I'm guessing there were other clusters of shuttles ahead of those. Winona's was Medical Shuttle 47 so there were clearly more than 20. And even if there weren't, could each of those shuttles hold 50 people? They are bigger than any of the TV Trek shuttles.
It would be a tad odd for any of the shuttles to be outside that main gaggle. We see a steady stream pour out; we see young Jimmy's shuttle among the last to leave, and that one is supposedly included in the gaggle. But yeah, there might be two gaggles, for whatever reason. Or outriders, or whatnot.
OTOH, where would more than 20 shuttles have been stacked inside the ship? We see the three-tier shelf structure, and the depth of the bay, which doesn't really allow for much more than this. And I really doubt the ship was supposed to have 46 medical shuttles in addition to the one we saw... (Kirk never could spare seven shuttles, either, even when one or several of them carried the number 7. Or a dozen, when one or several of them carried the number 12 in TAS.)

DESCRIPTION OF THE TASK. Condense the paragraph of the shuttle discussion that begins "It would be a tad odd" into a shorter version that keeps its main points.

MATERIAL SHOWN.
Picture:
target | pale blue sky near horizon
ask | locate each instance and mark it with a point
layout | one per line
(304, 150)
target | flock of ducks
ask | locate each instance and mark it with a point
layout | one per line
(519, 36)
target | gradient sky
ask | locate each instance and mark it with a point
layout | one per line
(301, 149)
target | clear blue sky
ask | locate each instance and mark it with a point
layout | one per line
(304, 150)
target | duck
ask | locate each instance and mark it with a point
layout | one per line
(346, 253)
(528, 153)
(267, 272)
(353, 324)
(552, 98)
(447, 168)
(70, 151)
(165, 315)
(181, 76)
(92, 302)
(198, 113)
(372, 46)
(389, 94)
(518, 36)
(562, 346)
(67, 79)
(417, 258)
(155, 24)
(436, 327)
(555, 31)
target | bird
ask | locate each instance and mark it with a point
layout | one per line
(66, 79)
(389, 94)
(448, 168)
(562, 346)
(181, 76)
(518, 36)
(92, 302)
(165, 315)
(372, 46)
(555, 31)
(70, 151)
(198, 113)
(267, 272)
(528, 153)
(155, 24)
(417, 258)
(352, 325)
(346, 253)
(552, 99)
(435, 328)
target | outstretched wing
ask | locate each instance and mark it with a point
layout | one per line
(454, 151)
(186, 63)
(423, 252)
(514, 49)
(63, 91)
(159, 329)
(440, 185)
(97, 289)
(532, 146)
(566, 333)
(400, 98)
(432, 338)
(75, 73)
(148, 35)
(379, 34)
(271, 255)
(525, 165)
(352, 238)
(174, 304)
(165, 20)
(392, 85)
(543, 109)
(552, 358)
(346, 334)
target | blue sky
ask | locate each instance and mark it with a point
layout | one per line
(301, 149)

RESPONSE TO THIS TASK. Any shuttle outside the main group would be a little odd. A steady stream of shuttles is seen leaving, with young Jimmy's among the last, and his is supposedly part of that group. There could still be two groups, or outriders.